__PASSAGE TO READ__:
====

In the Netherlands, getting your PhD is a paid profession, while you are still kind of in-training. In four years of (full-time) PhD research you are trained to become an independent researcher. You will therefore have to obtain all kinds of knowledge and learn different skills during these years as a PhD candidate. As a researcher, you need to be able to do quite a few different things, from managing a research project to writing a thesis.
Spider in the web
You can think of a job as a doctoral candidate as being a spider in the web. The web is your dissertation and you are the one who has the overview of all the individual threads. In order to accomplish this, you have to be able to do a lot of different things. You have to be able to find, read, interpret and use the appropriate scientific literature to design your papers. You must be able to write your papers in good scientific English, but also be able to explain your research in a simple way to a broad audience. You need to collect, process, edit and analyze data. You also have to be able to coordinate your research, present, communicate with all kinds of different people, and many more things (depending on the type of research you do). That is quite a lot you have to do, right? Fortunately, you may have already mastered some of these skills and you have four years to master the rest of them.
Courses
Naturally, no one expects you to be able to do everything at day one of your doctoral research. After all, you are on a learning journey! As a PhD candidate, you are always attached to a university and every university has Graduate Schools, where you can take all kinds of courses. Some courses you are required to take as a PhD candidate (such as Academic Integrity) and you can consult with your PhD team to see which other courses are relevant to you. In addition, you usually have a training budget as a PhD candidate. You can use this for conference visits, but you can also spend it on courses both at and outside the university. There is also something called learning by doing. You may learn how to write on a scientific writing course, but you also learn this through feedback on your articles from co-authors.

====

__WORK TASK A__: Which required course does the text on PhD training in the Netherlands give as an example?
__WORK TASK B__: Continue the text on PhD training in the Netherlands from the point where it stops.
The entries that come next are separate material with no connection to the text on PhD training in the Netherlands.

====

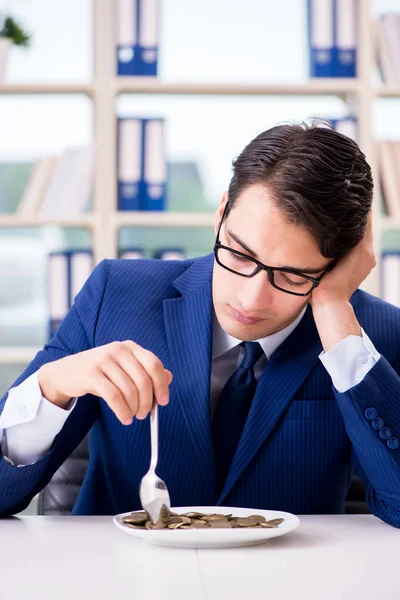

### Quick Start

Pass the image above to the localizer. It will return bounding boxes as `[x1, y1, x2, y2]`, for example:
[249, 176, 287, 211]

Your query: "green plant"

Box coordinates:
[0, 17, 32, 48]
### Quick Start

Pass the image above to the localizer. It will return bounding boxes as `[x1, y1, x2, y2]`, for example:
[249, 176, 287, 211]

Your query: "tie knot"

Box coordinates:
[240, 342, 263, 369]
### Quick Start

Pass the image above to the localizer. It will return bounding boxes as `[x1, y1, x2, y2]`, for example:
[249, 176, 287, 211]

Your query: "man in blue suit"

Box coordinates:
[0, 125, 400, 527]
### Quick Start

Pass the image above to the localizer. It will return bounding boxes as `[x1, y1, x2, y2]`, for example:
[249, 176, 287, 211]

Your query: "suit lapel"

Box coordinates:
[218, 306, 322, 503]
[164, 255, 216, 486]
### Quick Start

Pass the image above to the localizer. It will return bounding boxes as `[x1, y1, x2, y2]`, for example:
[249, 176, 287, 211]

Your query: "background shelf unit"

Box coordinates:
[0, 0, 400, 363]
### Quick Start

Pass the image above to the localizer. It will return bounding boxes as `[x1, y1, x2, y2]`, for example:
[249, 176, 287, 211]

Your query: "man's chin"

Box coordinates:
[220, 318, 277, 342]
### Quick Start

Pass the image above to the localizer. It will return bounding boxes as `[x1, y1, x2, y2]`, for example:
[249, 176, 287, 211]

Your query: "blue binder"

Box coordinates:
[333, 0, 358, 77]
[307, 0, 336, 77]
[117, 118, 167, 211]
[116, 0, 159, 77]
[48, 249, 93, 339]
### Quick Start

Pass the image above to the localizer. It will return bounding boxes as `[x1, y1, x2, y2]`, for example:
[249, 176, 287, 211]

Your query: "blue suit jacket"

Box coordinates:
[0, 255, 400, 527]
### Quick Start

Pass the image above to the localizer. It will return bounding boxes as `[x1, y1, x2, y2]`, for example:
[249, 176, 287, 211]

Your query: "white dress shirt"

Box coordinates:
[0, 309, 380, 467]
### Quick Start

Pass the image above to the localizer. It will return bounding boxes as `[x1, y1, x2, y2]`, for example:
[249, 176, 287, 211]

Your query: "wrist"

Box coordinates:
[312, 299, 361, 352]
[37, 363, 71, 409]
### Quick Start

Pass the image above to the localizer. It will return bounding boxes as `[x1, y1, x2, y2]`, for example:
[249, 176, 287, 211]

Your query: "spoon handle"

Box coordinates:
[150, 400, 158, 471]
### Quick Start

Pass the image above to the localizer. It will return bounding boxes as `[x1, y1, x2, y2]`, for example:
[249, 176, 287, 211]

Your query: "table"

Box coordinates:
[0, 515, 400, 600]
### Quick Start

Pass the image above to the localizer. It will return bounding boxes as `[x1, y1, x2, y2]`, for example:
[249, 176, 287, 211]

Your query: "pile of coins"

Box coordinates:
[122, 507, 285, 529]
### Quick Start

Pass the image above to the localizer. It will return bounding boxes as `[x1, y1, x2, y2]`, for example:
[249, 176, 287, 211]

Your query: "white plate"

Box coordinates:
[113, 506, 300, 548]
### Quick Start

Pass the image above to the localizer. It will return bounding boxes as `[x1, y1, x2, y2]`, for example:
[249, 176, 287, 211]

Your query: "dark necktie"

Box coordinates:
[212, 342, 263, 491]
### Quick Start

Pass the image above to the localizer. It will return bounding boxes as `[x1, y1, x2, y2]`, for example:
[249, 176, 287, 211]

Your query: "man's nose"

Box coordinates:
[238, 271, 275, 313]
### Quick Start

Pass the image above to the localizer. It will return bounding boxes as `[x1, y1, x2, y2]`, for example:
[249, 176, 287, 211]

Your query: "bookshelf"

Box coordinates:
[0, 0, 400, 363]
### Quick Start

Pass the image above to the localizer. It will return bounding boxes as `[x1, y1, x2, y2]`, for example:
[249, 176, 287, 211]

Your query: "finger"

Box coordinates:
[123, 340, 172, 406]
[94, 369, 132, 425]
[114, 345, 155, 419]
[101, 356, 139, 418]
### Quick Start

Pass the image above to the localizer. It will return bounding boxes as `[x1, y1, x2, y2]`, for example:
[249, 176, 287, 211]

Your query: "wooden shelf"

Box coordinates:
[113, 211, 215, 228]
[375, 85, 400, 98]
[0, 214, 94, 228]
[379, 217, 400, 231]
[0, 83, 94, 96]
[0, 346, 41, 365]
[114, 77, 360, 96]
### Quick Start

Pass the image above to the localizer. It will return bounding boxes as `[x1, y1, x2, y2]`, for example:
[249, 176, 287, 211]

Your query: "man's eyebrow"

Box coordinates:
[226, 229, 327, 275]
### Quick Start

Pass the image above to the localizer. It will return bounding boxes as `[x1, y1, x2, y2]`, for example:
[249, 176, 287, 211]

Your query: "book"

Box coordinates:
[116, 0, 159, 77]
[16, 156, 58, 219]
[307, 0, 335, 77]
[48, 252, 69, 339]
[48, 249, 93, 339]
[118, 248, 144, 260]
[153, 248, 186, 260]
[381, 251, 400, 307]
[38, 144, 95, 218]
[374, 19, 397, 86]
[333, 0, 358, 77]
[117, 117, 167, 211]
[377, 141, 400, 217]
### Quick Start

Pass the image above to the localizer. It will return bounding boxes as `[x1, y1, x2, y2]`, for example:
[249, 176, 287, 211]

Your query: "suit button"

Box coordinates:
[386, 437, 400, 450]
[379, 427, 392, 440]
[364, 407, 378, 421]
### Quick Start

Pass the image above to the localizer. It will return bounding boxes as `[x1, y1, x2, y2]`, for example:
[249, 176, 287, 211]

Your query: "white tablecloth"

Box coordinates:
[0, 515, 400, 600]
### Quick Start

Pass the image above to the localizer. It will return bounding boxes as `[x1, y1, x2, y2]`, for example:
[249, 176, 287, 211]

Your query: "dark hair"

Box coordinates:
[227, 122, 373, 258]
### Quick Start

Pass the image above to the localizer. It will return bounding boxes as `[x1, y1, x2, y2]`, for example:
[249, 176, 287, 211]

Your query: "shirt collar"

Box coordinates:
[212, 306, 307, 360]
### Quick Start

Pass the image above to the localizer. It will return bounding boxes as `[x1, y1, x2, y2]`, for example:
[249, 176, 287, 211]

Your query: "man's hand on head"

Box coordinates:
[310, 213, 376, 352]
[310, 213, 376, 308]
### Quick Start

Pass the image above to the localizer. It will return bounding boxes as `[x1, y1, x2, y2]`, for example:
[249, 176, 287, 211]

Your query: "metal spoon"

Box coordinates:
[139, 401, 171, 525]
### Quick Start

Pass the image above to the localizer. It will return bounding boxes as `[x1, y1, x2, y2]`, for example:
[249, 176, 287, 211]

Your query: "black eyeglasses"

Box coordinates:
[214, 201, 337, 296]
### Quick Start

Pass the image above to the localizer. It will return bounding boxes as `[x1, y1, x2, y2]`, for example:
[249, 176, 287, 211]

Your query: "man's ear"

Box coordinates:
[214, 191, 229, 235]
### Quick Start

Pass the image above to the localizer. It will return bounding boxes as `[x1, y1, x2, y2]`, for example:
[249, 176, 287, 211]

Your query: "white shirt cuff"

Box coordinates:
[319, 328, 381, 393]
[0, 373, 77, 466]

====

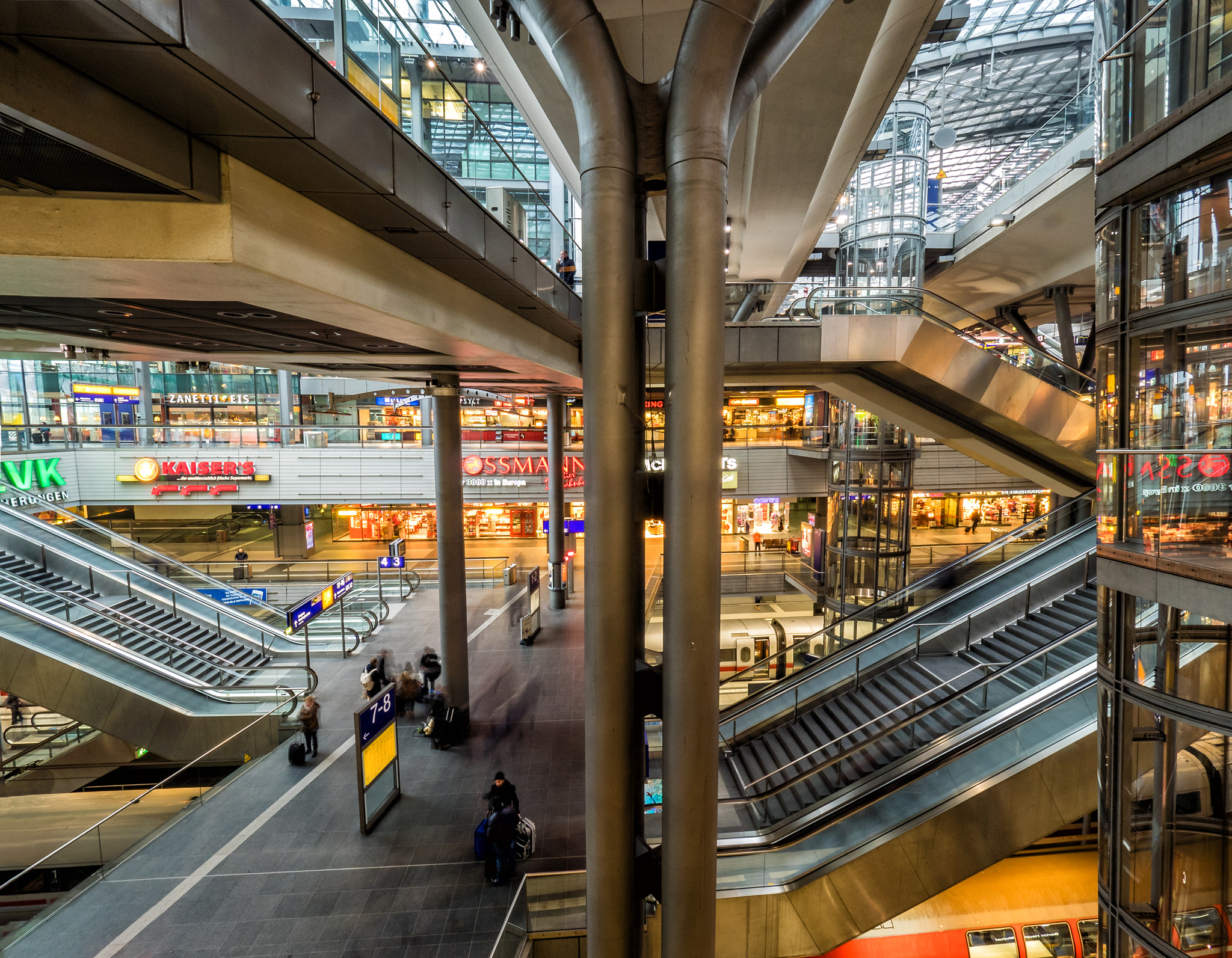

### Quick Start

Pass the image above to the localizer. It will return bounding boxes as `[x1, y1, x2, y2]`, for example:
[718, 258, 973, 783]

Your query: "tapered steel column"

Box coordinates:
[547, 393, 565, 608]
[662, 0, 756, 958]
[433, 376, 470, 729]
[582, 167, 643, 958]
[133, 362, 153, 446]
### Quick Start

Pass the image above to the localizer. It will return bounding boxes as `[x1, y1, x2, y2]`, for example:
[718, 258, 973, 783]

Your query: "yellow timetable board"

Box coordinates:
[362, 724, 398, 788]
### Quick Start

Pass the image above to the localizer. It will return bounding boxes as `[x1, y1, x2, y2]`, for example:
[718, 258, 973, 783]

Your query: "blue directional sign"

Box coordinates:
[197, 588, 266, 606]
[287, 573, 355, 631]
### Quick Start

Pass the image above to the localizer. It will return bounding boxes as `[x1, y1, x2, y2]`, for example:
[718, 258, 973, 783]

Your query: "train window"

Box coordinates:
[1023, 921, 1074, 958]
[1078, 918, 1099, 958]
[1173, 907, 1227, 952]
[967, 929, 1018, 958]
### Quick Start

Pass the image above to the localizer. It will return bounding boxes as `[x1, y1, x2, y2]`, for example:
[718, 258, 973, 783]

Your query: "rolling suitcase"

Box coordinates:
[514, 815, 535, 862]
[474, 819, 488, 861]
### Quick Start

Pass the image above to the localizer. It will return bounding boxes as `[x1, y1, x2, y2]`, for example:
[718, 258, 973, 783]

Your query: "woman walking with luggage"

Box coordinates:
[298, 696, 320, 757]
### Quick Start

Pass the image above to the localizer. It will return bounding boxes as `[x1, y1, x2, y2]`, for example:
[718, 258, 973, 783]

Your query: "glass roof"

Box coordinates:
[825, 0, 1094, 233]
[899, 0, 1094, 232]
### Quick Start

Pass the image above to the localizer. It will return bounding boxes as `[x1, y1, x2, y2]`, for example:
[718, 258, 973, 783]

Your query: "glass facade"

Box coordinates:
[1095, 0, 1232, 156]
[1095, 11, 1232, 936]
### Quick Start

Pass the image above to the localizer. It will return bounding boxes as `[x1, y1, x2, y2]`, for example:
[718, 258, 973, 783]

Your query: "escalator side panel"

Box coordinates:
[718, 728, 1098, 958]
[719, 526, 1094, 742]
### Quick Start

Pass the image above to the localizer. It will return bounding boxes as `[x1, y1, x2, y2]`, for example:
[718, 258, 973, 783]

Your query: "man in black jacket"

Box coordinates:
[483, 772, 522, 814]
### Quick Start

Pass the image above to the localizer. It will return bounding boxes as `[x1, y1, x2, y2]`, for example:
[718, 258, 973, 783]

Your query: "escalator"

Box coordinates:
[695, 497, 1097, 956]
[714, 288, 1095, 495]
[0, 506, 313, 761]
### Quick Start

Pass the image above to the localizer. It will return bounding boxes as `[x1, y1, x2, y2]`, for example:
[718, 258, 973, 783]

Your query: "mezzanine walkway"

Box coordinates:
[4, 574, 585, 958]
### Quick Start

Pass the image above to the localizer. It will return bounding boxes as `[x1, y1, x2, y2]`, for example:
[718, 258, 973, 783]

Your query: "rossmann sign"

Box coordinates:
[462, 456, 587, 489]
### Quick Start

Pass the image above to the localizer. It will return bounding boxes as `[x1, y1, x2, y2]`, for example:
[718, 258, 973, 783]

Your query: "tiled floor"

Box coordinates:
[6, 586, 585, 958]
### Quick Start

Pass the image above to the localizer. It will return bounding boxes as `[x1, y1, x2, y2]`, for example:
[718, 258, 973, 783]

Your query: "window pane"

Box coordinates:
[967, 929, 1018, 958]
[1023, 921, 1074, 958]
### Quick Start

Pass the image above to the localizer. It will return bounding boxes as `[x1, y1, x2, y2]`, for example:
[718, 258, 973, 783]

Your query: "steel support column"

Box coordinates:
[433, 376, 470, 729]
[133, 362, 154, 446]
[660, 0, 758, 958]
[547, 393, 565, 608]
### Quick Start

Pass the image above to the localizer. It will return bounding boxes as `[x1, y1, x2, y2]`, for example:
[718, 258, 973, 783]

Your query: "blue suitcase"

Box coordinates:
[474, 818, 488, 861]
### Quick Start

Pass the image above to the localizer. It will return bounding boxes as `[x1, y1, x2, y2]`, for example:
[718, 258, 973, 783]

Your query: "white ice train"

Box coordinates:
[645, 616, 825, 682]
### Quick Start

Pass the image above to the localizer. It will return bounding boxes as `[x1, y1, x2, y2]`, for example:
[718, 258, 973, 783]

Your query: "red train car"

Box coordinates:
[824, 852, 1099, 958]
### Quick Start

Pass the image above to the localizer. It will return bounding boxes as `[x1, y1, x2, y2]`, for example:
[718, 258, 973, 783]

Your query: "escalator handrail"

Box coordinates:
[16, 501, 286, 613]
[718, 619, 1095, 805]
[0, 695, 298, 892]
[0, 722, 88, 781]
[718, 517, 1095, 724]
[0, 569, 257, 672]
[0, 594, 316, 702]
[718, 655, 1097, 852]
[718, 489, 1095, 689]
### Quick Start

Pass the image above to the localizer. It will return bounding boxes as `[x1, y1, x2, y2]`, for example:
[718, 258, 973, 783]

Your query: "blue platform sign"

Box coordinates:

====

__EXPECTED ANSWER A__: Academic Integrity.

__EXPECTED ANSWER B__:
Supportive services
Does this mean that a PhD candidate has to be able to do all these things completely perfectly by themselves? No, of course not. That would not be realistic. Fortunately, there are people with specific expertise whom you as a PhD candidate can always consult. Naturally, you have to be able to find literature yourself to design your papers, but conducting a complete (and accurate!) search for a meta-analysis is an entirely different story. That involves so much precision that it may be wise to call in an expert, such as the information specialist at your university's (medical) library. Similarly, you will probably have to learn how to do some statistics by yourself, but statistics are really a separate profession. It can therefore be very useful to consult an expert for your analyses, so that you don't have to reinvent the wheel. We don’t recommend wasting too much time figuring out one specific analysis that you yourself may never use again after you are done. Universities often have experts or support services in the field of statistics, programming and data analysis that can be of great help to you. So even though it is your learning journey, getting your PhD truly requires teamwork!